Text extract:
------------------------------------------------------------------------
Though often melancholy in tune, Snow Globe also has a shimmery, icy beauty.

USA Today

Sleep Quietly is the first of the very festive-sounding covers, which sees Andy's Kate Bush style vocals delivered over a slightly menacing synth backdrop. Whilst Vince's arrangement is interestingly layered and Andy's vocals are accomplished this isn't a particularly engrossing song to start with and isn't one that is likely to become an addictive listen. The untouchable Silent Night gets the album back on track in superb style. If you think you've heard this hymn to death over the years, this version will still blow you away - the understated music aids to highlight Andy's sultry, divine harmonies which are genuinely amongst the finest vocals the band have ever recorded. A shiver-inducing classic. Original track Loving Man changes the pace and is a bouncy gem of a song. Partially, the lyrics are about Andy's late former lover Paul Hickey ("I know that I can't keep numbing out the pain") but despite this is uplifting and very enjoyable. Next up is The Christmas Song and the first thing that strikes you is the very 80's computer game synth line that runs through the track. It is great to hear something different musically for a song such as this, even if it is somewhat incongruous, but once more the original song is quite disposable. The arrangement for Bleak Midwinter certainly feels more in keeping with the Christmas spirit and is home to tribal percussion and soft use of synth sounds. Once more Andy unleashes his inner choirboy and delivers some fine vocals, especially in the track's harmonies and backing vocals. A fine interpretation of a mediocre hymn.

Following the darker theme of the previous song is Blood On The Snow which is another song with a very video game sound to it. Written entirely by Andy (but again credited as a Clarke/Bell composition), this is a lyrically strong track that alludes to the festive season without ever really mentioning it. The vocals and music fuse nicely, but the song sadly lacks a killer chorus. Still, a good track notwithstanding. Another new song follows in the form of There'll Be No Tomorrow, which is a song about having the time of life by treating a night out as if it is your last. This is by far the weakest of the original songs - and has a very Nightbird/Light At The End Of The World b-side feel to it. By no means terrible, it's no classic either. All that remains now are cover versions and Midnight Clear is up next, which is a soothing lullaby. Once more the production is effortless; musically serene and pleasant with good vocals, but there's little escaping the fact source material is flat and not particularly interesting. It's nice, but also pretty forgettable. The conclusion of this song sounds almost identical to the intro of the song that follows as the pace of the album slows considerably. White Christmas is an intriguing recording - the crackling gramophone vocals and subway station sound effects juxtaposes the modern music box style synths and foreboding bass of the song in an interesting manner (even if the middle eight feels jarring and out of place). Whilst this is a creative approach to reinterpreting this much-covered song, it doesn't quite hit the sweet spot. The album concludes with Silver Bells. The arrangement develops and builds nicely as the song progresses and Andy once more sounds excellent. Problem is, this is another example of good music and vocals being held back by a weak song, and sees the album end on a lull.
------------------------------------------------------------------------
[Point placement entries]

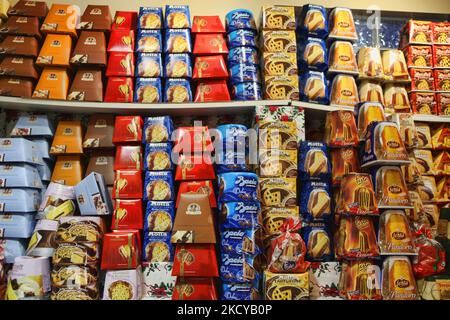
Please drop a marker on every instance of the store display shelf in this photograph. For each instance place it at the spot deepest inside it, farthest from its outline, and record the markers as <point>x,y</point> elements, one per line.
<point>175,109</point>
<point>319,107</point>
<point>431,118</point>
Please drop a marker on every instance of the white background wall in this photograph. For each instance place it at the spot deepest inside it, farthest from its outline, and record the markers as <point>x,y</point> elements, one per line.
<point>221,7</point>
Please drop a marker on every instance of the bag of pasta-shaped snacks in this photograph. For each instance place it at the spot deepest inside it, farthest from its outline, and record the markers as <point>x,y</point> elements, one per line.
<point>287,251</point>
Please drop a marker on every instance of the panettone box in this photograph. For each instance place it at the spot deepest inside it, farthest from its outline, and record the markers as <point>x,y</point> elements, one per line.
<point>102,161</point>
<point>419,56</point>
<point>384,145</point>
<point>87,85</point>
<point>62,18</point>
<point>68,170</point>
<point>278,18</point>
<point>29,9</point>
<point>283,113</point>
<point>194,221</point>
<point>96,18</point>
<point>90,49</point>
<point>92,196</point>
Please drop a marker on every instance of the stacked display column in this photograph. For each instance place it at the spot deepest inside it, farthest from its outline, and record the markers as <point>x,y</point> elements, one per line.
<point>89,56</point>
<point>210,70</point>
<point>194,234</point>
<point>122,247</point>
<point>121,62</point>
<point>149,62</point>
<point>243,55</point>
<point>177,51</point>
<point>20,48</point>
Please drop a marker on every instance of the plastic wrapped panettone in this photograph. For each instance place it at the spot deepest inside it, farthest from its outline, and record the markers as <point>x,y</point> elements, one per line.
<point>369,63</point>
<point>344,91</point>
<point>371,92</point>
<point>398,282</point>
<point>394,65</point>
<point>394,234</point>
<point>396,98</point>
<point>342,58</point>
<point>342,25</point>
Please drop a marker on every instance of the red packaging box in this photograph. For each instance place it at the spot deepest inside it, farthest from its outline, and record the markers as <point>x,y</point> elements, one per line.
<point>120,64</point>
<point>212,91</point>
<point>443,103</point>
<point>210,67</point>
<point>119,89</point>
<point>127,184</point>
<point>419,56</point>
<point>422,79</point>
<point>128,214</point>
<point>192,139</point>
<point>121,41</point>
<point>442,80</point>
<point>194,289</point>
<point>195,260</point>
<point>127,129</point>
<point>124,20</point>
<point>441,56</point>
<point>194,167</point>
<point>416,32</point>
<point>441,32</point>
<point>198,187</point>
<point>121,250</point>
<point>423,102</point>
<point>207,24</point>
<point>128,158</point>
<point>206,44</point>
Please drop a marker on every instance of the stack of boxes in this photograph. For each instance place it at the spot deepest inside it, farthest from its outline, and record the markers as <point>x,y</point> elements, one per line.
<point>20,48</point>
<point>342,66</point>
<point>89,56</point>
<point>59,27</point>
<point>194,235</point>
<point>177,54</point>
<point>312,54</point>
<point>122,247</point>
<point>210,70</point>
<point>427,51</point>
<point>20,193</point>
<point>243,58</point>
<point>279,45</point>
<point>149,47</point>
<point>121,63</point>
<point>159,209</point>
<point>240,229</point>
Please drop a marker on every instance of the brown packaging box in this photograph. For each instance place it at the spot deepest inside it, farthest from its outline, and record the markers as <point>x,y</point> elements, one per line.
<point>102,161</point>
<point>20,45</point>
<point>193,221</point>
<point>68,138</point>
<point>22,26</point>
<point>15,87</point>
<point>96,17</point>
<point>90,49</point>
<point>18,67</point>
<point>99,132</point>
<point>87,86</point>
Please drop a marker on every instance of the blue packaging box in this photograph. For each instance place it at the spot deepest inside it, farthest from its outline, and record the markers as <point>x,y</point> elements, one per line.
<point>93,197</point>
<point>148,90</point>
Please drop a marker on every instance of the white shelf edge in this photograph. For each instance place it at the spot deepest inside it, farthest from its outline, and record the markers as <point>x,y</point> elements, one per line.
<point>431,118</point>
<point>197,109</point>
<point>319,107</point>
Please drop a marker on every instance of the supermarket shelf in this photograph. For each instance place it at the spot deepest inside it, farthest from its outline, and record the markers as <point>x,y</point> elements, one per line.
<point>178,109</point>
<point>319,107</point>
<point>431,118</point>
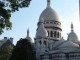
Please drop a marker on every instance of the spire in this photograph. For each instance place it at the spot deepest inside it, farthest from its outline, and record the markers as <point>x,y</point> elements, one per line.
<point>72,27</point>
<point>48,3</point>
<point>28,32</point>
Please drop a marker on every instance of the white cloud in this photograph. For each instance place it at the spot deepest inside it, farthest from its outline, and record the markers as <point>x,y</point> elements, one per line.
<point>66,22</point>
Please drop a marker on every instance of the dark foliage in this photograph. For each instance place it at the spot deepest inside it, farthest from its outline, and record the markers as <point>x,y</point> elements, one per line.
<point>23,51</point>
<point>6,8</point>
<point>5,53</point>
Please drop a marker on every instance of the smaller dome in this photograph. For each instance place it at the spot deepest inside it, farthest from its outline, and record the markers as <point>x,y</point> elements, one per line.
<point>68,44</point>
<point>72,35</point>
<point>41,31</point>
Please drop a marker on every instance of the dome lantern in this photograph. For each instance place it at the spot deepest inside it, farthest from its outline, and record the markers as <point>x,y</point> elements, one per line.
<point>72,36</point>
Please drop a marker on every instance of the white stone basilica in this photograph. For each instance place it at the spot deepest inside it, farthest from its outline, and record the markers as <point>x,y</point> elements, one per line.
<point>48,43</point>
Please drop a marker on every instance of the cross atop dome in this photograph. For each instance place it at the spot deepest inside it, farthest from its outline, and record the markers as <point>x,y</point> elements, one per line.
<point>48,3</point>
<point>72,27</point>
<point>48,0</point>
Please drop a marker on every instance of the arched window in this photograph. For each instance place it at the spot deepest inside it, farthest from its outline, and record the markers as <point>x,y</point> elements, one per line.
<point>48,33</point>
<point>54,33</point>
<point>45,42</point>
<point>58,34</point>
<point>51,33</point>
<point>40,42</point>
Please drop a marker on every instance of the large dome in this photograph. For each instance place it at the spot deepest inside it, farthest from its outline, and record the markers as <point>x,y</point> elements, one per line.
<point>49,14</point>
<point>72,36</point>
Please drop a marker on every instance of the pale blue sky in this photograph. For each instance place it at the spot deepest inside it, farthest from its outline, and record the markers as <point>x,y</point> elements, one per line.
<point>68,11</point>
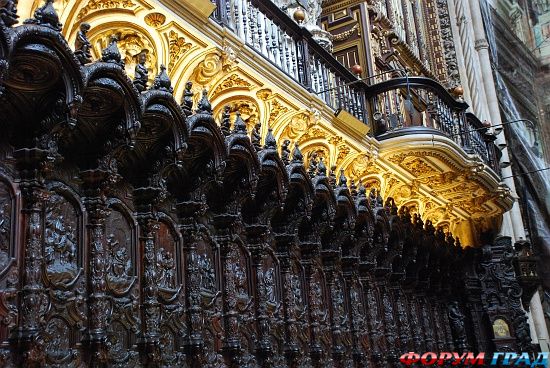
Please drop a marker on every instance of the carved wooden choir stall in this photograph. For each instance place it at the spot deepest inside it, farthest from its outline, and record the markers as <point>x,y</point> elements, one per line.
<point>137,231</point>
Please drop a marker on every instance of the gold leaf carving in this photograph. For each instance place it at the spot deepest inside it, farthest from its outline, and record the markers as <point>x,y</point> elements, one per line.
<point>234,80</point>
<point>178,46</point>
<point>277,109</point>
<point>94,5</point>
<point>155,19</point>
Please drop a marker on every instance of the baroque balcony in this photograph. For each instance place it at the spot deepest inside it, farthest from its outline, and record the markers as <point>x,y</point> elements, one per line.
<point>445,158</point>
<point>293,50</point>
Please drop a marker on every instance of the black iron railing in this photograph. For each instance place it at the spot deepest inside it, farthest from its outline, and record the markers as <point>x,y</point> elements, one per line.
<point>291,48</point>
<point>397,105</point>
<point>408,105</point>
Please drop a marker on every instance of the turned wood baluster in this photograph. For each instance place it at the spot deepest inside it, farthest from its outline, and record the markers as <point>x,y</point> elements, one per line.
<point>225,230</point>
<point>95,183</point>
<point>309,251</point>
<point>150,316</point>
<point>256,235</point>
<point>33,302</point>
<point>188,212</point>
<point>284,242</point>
------------------------------------------------------------------------
Given problem 1: According to the album review, which song is by far the weakest of the original songs?
Given problem 2: Continue the album review from where it stops.

Exercise answer 1: There'll Be No Tomorrow

Exercise answer 2:
Fans' Best/Worst Of

Top 3 Songs
  1. Loving Man
  2. Bells Of Love (Isabelle's Of Love)
  3. Make It Wonderful
Bottom 2 Songs
  1. White Christmas
  2. The Christmas Song
Results taken from Quick Poll #73

The deluxe box set version of the album is home to another couple of CDs, as well as a host of festive goodies. The Acappella Version of Gaudete really helps to highlight the quality of Andy's vocals, although the song works better with music. There are nice acoustic versions of Make It Wonderful, which sounds more sombre and soulful than the album mix, and Stop The Cavalry, which is a good song that deserved a proper synth arrangement and a place on the main album in my view. There are pointless instrumental versions of Silent Night and White Christmas and a spoken word piece called Yes Virginia, There Is A Santa Claus that is unlikely warrant more than one listen. The most interesting tracks are the 2013 Redux versions of tracks from the Crackers International EP. Whilst nowhere near as warm and enjoyable as the flawless original, the new version of She Won't Be Home is still a very good reworking which once more sounds like it could be from a Nintendo game. The new version of God Rest Ye Merry Gentlemen is far superior to the drab original, thanks in no small part to Vince's dark, pulsating new arrangement. Andy's falsetto vocals are likely to still divide opinion, though. The Erasure Christmas Radio Show makes up CD3 and is a charming, funny insight into the Snow Globe project. For the box set version, add half a star to the album rating.


Snow Globe is a good but inconsistent project that sometimes suffers from an identity crisis. The album pacing falls away as you reach the final tracks and the mix of original tracks and album tracks does affect the album's overall cohesion. Despite this, the original songs help to stop the album feeling too samey - even if some tracks feel out of place on a Christmas-themed release. It is nice to hear Vince dabble with 8-bit arrangements for the first time and as you'd expect it is done with the utmost skill and competency and Andy's layered, lush vocals rarely dip below the exceptional. If anything, such qualities are often wasted and if you could take the quality of the music and vocals and apply them to better songs, Snow Globe would easily be a classic (which bodes very well for the next Erasure release). As it is, Snow Globe is a good festive album that is still well worth checking out.

Fan Reviews

Below are some fan reviews written by visitors to this very site. Once you've read these, please feel free to use the form at the end of the page to write your own review.

  1. Absolutely awful, it seems that Vince just don’t care anymore, the music is so so poor, one finger programme music from the old days at school with a basic Yamaha.

    Andy again, gives it his all as usual, his vocals are nothing other than perfect. Thank you Andy, at least you care!

    Vince, why? I have followed Erasure since 1985, you are a legend, but this pathetic ‘Sonic the Headhodge’ music needs to stop! Start playing your instruments again, please oh please stop ripping off your fans, this is not good enough!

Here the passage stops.